(Dataset records)
+ + +
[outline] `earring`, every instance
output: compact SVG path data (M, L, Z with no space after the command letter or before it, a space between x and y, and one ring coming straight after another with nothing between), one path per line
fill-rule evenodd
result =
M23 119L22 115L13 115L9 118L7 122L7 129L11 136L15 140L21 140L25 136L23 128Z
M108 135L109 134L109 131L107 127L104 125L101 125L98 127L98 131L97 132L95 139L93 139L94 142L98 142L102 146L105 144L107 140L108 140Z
+ + +
▶ [Job]
Express these entries as a JSON list of strings, one string per line, omitting blank lines.

▶ [Task solution]
[
  "[outline] `earring`, every instance",
  "output: compact SVG path data (M, L, Z with no space after the command letter or before it, a space between x and y, and one ring coming straight after another with nothing between), one path per line",
  "fill-rule evenodd",
  "result =",
  "M23 119L22 115L13 115L9 118L7 122L7 129L11 136L15 140L21 140L25 136L23 128Z",
  "M108 135L109 134L109 131L107 127L104 125L101 125L98 127L98 131L97 132L95 139L93 139L94 142L98 142L102 146L105 144L107 140L108 140Z"
]